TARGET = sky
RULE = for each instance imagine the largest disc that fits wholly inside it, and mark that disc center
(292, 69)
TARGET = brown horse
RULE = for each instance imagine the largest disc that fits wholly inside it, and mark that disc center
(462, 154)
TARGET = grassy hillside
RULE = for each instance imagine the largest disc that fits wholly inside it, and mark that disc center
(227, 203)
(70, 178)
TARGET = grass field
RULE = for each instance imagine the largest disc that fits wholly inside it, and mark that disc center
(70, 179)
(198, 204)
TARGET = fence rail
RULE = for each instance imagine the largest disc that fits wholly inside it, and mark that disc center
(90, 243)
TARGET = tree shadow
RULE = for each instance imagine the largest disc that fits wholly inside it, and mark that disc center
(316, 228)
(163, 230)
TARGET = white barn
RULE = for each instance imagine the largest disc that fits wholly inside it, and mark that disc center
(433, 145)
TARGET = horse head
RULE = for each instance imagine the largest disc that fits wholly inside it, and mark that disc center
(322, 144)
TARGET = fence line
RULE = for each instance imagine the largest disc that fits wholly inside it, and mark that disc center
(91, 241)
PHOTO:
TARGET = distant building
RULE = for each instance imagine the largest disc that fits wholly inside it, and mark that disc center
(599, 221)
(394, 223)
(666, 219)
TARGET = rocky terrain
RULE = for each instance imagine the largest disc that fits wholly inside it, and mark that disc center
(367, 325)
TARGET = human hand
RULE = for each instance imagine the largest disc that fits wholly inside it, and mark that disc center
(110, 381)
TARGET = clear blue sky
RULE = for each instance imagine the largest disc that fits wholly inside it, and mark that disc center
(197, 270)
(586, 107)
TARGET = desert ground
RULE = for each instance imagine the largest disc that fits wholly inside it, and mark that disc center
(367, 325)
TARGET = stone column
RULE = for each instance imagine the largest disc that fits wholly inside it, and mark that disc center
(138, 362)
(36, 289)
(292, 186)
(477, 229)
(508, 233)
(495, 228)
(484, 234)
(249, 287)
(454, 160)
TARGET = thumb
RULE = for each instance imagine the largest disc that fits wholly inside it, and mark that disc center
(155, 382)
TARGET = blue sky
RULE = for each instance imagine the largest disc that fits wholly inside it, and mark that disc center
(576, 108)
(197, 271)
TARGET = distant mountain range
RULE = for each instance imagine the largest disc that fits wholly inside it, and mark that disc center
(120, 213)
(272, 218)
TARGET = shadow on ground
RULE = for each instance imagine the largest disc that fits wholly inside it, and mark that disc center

WHAT IS REQUIRED: Copy out the whole listing exactly; please set it all down.

TASK SOLUTION:
TARGET = sky
RULE = for each instance imagine the largest disc that fits wholly inside it, and mark that disc center
(292, 69)
TARGET = brown horse
RULE = for each instance imagine the largest disc that fits wholly inside it, and mark that disc center
(462, 154)
TARGET = grassy hillside
RULE = for each instance imagine the largest disc that fits wholly inside it, and mark that disc center
(227, 203)
(70, 178)
TARGET = grass field
RULE = for each instance imagine the largest disc that fits wholly inside it, and mark that disc center
(70, 179)
(198, 204)
TARGET = fence rail
RULE = for each instance imagine the largest disc that fits wholly inside it, and mark that disc center
(90, 243)
TARGET = tree shadow
RULE = for each instance imagine the largest disc that fits wholly inside it, and mark that disc center
(316, 228)
(163, 230)
TARGET = white barn
RULE = for each instance imagine the largest disc that fits wholly inside it, and mark that disc center
(433, 145)
TARGET = horse head
RULE = for each instance imagine the largest disc that fits wholly inside it, and mark that disc center
(322, 144)
TARGET = fence line
RULE = for each instance imagine the largest disc that fits wholly inside it, and mark that disc center
(91, 241)
PHOTO:
TARGET = distant building
RULE = for each instance imagine the largest disc that fits wholly inside it, and mark that disc center
(599, 221)
(394, 223)
(666, 219)
TARGET = rocky terrain
RULE = for each instance imagine the largest disc that fits wholly inside it, and mark that disc center
(367, 325)
TARGET = human hand
RULE = for each instance imagine the largest disc that fits wholly inside it, and mark that disc center
(110, 381)
TARGET = clear blue sky
RULE = for each instance imagine the largest disc that fits wholly inside it, and mark that disc center
(197, 270)
(586, 107)
TARGET = desert ground
RULE = for each instance imagine the largest disc that fits wholly inside it, and mark that disc center
(367, 325)
TARGET = stone column
RULE = for each instance imagine the largest disc that fits wholly inside it, and mark that disc center
(138, 362)
(36, 289)
(292, 186)
(477, 229)
(508, 233)
(495, 228)
(484, 234)
(249, 287)
(454, 160)
TARGET = thumb
RULE = for each instance imagine the largest disc that fits wholly inside it, and mark that disc center
(155, 382)
TARGET = blue sky
RULE = for each instance imagine the largest disc that fits wholly inside it, and mark that disc center
(576, 108)
(197, 271)
TARGET = distant mountain range
RULE = for each instance imagine the largest disc that fits wholly inside it, and mark that disc center
(120, 213)
(272, 218)
TARGET = shadow on ground
RULE = for each instance imagine the largest disc that fits wholly inside it, and mark that disc center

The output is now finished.